# Work to complete
In the passage about preparing to testify, rewrite the part that begins at the words "I appreciated their" and stops after "my own defence.", changing "speechwriter" to "ghostwriter".

Sixteen seconds.

“It looks bad,” my lawyer told me. “You hung up from the Goldman board meeting in which you learned about the Buffett investment, and sixteen seconds later you called Rajaratnam. He immediately bought Goldman stock. The next day, he told one of his traders that he received a call right before the markets closed, telling him something good might happen to Goldman.”

I was sitting in a small office, high above Sixth Avenue, with several members of my legal team. After a long and depressing winter, spring had finally come, but I had no time to enjoy the gentle sunshine and the new life that was bursting forth in my beloved garden at home. I was spending every day at the law offices, preparing to testify at my upcoming trial. I was worried we’d left the preparation too late – it was only when I decided to take over an empty office and show up every day that the lawyers finally responded to my requests to rehearse. One of the legal team, Robin Wilcox, would play the role of the prosecutor and grill me on the events leading up to my arrest, sometimes with an audience for added effect.

These practice sessions were a strange and awkward a air for me. I’d given countless speeches over the course of my career – addressing students, business leaders, humanitarians, even the UN General Assembly – and I was fully confident of my ability to speak clearly and persuasively. I had been unafraid to step on to the biggest of stages, always trusting my insight and instinct. But I didn’t like having other people telling me what I should and should not say.

My lawyers stopped me constantly, adjusting and fine-tuning my story based on a multitude of possible reactions from judge and jury.

I appreciated their thoroughness, but all this second-guessing made me feel disconnected from the simple truth. Unlike most business leaders, I’d never used a speechwriter; instead, I simply wrote what was authentic to me. Often, I would start with a favourite poem, but I couldn’t see the judge being very receptive to me quoting stanzas from Robert Frost, Rabindranath Tagore, or the Bhagavad Gita on the witness stand. Frost would have been appropriate here though, I mused: I would indeed be taking “the road less traveled” by taking the stand in my own defence.

One point we returned to, again and again, was the sixteen-second gap. I understood that it looked bad. Clearly the prosecution was counting on the jury thinking so too. The truth was that the government had only a meagre collection of circumstantial evidence for their claims against me, but a good storyteller could make it look criminal.

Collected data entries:
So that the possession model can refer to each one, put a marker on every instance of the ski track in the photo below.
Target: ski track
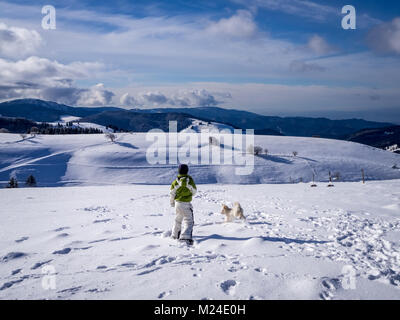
(329, 234)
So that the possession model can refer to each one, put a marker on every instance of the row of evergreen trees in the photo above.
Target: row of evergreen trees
(48, 129)
(30, 182)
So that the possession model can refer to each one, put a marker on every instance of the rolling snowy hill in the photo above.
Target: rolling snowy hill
(113, 242)
(93, 160)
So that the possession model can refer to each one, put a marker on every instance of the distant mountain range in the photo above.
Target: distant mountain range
(378, 138)
(142, 120)
(288, 126)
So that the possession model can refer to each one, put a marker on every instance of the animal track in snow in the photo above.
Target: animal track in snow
(228, 286)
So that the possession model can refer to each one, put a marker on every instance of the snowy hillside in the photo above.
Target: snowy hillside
(92, 160)
(112, 242)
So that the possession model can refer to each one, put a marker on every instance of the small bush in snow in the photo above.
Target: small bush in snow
(213, 141)
(257, 150)
(13, 183)
(34, 130)
(110, 136)
(336, 176)
(31, 181)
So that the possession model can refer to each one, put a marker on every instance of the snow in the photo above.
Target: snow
(76, 123)
(112, 242)
(204, 126)
(90, 160)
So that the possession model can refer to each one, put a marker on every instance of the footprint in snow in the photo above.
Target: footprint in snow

# Result of this exercise
I appreciated their thoroughness, but all this second-guessing made me feel disconnected from the simple truth. Unlike most business leaders, I’d never used a ghostwriter; instead, I simply wrote what was authentic to me. Often, I would start with a favourite poem, but I couldn’t see the judge being very receptive to me quoting stanzas from Robert Frost, Rabindranath Tagore, or the Bhagavad Gita on the witness stand. Frost would have been appropriate here though, I mused: I would indeed be taking “the road less traveled” by taking the stand in my own defence.